══ DATA EXCERPTS

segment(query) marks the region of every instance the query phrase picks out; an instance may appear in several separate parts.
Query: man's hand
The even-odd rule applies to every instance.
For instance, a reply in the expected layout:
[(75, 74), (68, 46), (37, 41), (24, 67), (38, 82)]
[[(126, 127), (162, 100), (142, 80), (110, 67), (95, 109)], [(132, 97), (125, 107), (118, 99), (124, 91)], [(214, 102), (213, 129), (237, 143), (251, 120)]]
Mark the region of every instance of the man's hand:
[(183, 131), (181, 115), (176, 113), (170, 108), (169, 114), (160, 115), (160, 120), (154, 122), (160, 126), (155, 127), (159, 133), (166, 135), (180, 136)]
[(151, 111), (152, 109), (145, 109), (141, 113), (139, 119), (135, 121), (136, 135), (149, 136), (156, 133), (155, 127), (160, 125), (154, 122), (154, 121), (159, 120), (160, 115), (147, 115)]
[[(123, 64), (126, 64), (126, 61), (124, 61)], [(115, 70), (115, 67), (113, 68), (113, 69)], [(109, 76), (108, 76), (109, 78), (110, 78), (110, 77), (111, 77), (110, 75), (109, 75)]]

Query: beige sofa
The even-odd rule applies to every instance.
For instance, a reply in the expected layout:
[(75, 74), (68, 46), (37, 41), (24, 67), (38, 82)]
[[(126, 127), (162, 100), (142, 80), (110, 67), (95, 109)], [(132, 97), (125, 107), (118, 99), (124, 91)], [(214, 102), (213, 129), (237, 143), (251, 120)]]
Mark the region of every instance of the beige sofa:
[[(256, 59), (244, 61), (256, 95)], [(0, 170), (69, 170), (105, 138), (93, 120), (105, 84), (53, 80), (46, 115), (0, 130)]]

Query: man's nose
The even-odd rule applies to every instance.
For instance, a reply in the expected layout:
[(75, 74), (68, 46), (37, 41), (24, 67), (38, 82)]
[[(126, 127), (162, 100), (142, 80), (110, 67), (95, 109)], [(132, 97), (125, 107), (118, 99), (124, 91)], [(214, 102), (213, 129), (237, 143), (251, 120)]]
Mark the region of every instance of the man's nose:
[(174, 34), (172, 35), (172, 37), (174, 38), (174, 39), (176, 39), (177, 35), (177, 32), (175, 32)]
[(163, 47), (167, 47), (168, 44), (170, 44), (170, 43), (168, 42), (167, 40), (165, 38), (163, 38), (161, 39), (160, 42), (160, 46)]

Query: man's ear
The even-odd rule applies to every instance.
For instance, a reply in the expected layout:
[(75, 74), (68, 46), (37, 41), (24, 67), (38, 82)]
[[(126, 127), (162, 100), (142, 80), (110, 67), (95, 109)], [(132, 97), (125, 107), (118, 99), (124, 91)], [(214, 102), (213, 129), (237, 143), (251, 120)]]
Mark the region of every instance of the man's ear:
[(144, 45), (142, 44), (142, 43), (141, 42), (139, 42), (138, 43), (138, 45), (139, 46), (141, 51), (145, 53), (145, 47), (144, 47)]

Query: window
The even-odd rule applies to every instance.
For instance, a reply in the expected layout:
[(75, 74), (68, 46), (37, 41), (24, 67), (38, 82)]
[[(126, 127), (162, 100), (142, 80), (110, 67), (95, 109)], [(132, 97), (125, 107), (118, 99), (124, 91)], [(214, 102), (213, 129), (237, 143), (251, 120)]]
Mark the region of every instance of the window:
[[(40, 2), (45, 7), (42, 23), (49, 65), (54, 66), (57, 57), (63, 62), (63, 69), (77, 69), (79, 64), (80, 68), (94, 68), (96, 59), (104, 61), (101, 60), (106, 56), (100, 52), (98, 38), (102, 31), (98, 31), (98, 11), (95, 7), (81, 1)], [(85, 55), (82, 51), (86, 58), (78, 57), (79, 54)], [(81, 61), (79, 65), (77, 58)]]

════

-- WRITTEN REQUEST --
Could you give back the part of the material that opens with the line containing "Query: window" and closes at the end of the material, switching "window" to "skylight" and changing nothing else?

-- SOLUTION BELOW --
Query: skylight
The even-odd rule applies to every instance.
For instance, a reply in the expected layout:
[(75, 74), (68, 46), (37, 41), (24, 67), (38, 82)]
[[(126, 127), (162, 100), (142, 80), (110, 67), (95, 109)], [(132, 97), (125, 107), (118, 99), (124, 91)], [(214, 102), (213, 129), (237, 143), (251, 120)]]
Mark the region of every instance of the skylight:
[[(40, 2), (45, 7), (42, 23), (49, 65), (54, 66), (57, 57), (63, 62), (63, 69), (77, 69), (79, 64), (80, 68), (94, 68), (96, 59), (104, 61), (101, 60), (106, 56), (100, 52), (98, 38), (102, 31), (98, 31), (98, 11), (95, 7), (81, 1)], [(85, 55), (82, 51), (86, 58), (78, 57), (79, 54)], [(81, 61), (79, 65), (77, 58)]]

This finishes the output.